**Lesetext:**

# Illustrator von PC zu Mac ?



## judith (15. März 2004)

Hallo, 
ich habe ein dringendes Problem.
Ich arbeite zu Hause mit Illustrator 10 auf dem Pc und muß für meine Dozentin Grafiken erstellen.
Meine Dozentin arbeitet aber mit nem Mac, was ja eigentlich kein Problem ist. Aber wenn ich ihr die Datein auf ihren Server lege kann sie sie mit dem Mac nicht öffnen, weder als AI. noch als EPS, es sind nicht mal mehr die Icons zu sehen aber die Datein sind vorhanden.
Woran kann es liegen, weil eigentlich müsste es doch egal sein mit welchem System man arbeitet, oder?
Es wäre toll, wenn jemand eine Antwort weiß, da ich ihr in den nächsten Tagen, Grafiken in die USA schicken muss und es ziemlich blöd wäre, wenn sie sie für ihren Vortrag nicht verwenden kann.

mfg Judith


----------



## marwin (16. März 2004)

Ist der Zielserver nur über Internet erreichbar? Wenn ja, dann die Dateien gepackt (ZIP) übertragen.

marwin


----------



## judith (16. März 2004)

danke, ich versuch es mal.
mfg


----------

**Gegebene Informationen:**
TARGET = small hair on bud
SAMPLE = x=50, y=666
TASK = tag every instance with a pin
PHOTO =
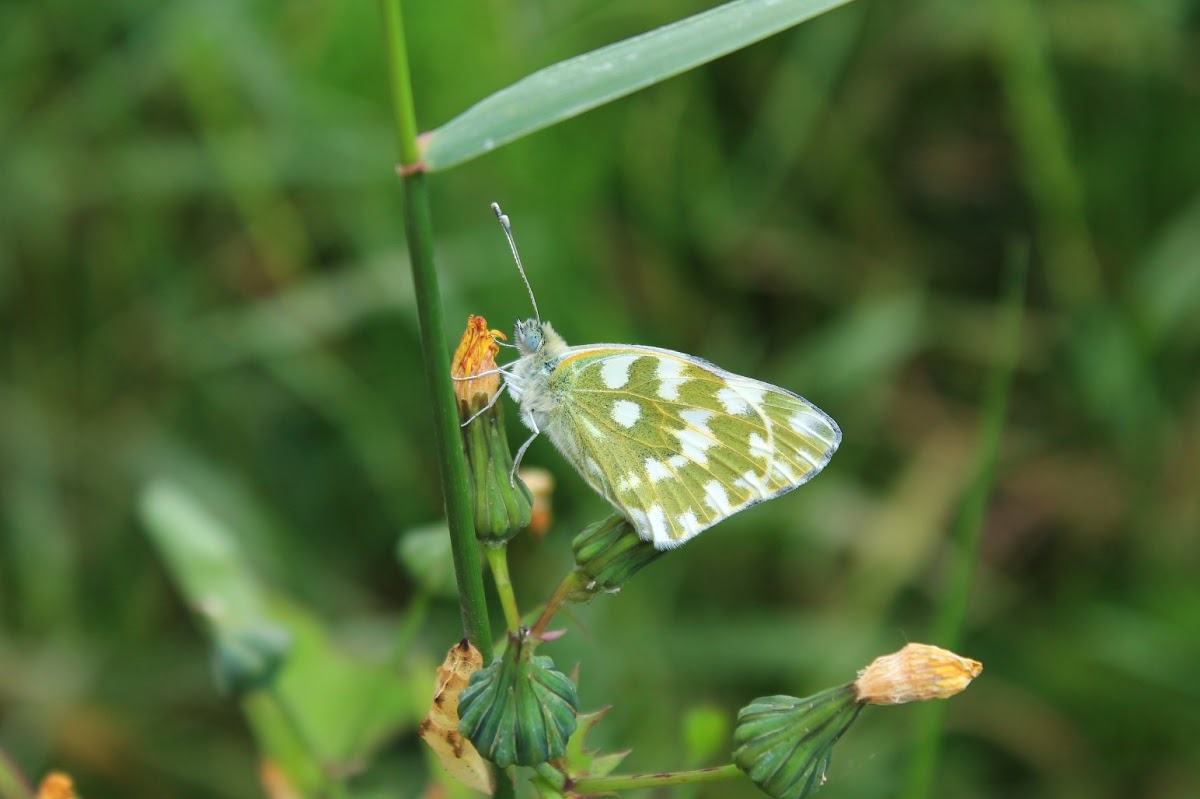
x=915, y=673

**Aufgaben:**
(1) Führe alle Beiträge des Lesetexts auf und gib jeweils den Verfasser und das Datum an.
(2) Prüfe anhand des Lesetexts, ob die folgenden Aussagen zutreffen. Antworte jeweils mit Ja oder Nein und belege deine Antwort mit einem wörtlichen Zitat.
(a) Judith arbeitet zu Hause mit Illustrator 10 auf einem PC.
(b) Die Dateien sind auf dem Server der Dozentin nicht vorhanden.
(c) Marwin rät, die Dateien im EPS-Format zu übertragen.
(3) Wohin muss Judith laut dem Lesetext in den nächsten Tagen Grafiken schicken?
Die Einträge stammen aus einer anderen Quelle als der Lesetext.

**Lösungen:**
(1)
judith, 15. März 2004
marwin, 16. März 2004
judith, 16. März 2004

(2)
(a) Ja: „Ich arbeite zu Hause mit Illustrator 10 auf dem Pc“
(b) Nein: „aber die Datein sind vorhanden“
(c) Nein: „dann die Dateien gepackt (ZIP) übertragen.“

(3) In die USA.